■ Text excerpt:
====
In amongst the worst 10 are two 2nd-place finishes, both for Chelsea, where Jose Mourinho and Carlo Ancelotti racked up a low number of points in relation to the cost of the £XI. (In other words, if you have a Ferrari, you expect it to go very fast, or there will be questions asked.)


There are also the two most recent complete seasons for Manchester United; an 11th-place finish from Spurs; the poor league showing for Liverpool under Kenny Dalglish in his one full season back at the club; and two inclusions for Newcastle – one where Bobby Robson fielded a very expensive side and only finished 5th, with 56 points, and one where the Geordies finished 18th (and were relegated with just 34 points) on the kind of budget that should be getting c.65 points/top six.

What’s interesting here is that two of the four worst CPPs – in relation to what that “should be buying you” – include truly exceptional circumstances relating to cup competitions. The same is also true of the 11th-worst season, and also the 24th-worst.

Chelsea’s 64 points in 2011/12, at an average of £4.3m, scores as the worst value in the past dozen years, and yet on top of winning the FA Cup (which I like to try and forget) they more famously won the Champions League. In the same season Liverpool notched just 52 points, and finished 8th, but made it to both domestic cup finals, winning one, and being beaten by Chelsea in the other. The Reds had a massively expensive £XI for a team that finished 8th (i.e teams that finish 8th should be much cheaper), but they probably would have finished higher had they not played so much domestic cup football, especially with many of the fixtures against top teams and rivals (although this theory is not easy to prove).

The 11th-worst team in the list is the one Rafa Benítez inherited from Roberto Di Matteo a third of the way through the 2012/13 season, which ended up with 75 points on a budget more suited to 85+ points. However, this is the team that played the most cup football of any club in the Premier League era: 27 cup games (compared with the 25 Liverpool played when winning a cup treble in 2001, for example, which meant they played every possible cup fixture that season).
====
■ Entries shown:
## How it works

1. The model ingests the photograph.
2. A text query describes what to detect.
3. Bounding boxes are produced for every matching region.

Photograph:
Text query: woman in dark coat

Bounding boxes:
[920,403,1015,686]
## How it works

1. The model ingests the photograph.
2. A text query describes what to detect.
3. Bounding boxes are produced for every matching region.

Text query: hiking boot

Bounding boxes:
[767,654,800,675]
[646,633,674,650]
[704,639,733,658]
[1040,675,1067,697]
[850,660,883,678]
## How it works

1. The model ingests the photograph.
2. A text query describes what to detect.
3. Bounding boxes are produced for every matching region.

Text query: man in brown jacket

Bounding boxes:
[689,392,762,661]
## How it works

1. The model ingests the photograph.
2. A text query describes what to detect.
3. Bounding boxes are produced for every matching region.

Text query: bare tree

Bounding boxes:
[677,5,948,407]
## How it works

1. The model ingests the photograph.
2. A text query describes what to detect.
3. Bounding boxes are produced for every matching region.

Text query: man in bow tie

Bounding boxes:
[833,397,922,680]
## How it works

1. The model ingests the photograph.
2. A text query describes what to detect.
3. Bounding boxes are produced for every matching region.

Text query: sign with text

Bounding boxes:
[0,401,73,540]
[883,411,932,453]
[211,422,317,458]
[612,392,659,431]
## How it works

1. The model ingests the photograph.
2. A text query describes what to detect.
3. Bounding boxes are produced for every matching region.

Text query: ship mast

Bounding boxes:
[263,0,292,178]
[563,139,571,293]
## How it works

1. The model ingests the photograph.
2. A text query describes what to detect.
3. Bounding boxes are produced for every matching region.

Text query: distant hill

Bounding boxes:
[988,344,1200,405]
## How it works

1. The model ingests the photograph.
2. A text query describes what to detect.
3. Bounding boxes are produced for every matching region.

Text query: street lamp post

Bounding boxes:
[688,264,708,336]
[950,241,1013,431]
====
■ Objectives:
(A) Reproduce the records word for word, beginning with their first line and stopping after the line that contains "[920,403,1015,686]".
(B) Continue the passage on Premier League squad costs and points from where it stops.

■ Results by task:
(A)
## How it works

1. The model ingests the photograph.
2. A text query describes what to detect.
3. Bounding boxes are produced for every matching region.

Photograph:
Text query: woman in dark coat

Bounding boxes:
[920,403,1015,686]

(B)
Benítez’s 2005-vintage Reds is the aforementioned 24th-worst team (out of 240) in terms of league position versus costs, but again it came when making it to the League Cup final and, far more notably, winning the Champions League against all odds. (Although of course we don’t like to talk about Istanbul, and all that…) It was Benítez’s worst CPP as Liverpool manager, with a reasonably high £XI for a 58-point finish, but this is another clear case of cups impinging on league form, either by design (because managers prioritise the competition they are going well in, and field weaker sides in the league) or due to fatigue and fixture pile-ups.

Most of the other examples of underperformance, however, are simply of teams having a terrible season, with no obvious extenuating circumstances. (I’ll revisit the impact of cup games in more detail later in the piece.)

Roy Hodgson’s Liverpool were on course to finish as one of the worst-ever seasons, but in this instance Dalglish rescued the situation. Derby’s relegation in 2007/08, with just 11 points, sits within the bottom 30; it was a fairly cheap team, so not too much could be expected, but they racked up such a paltry number of points that it ranks as well below-par (even the cheapest teams usually manage 20+ points).

Two of the most interesting examples are in the bottom five, however, with Manchester United’s two successors to Alex Ferguson. David Moyes did very poorly indeed, racking up just 64 points with an £XI (£257m) that is more-or-less the average cost of title-winners. However, by these measures, Louis van Gaal scores even worse: he racked up more points (70), but with an £XI that had risen to £333.7m – so up there with the costliest title-winners.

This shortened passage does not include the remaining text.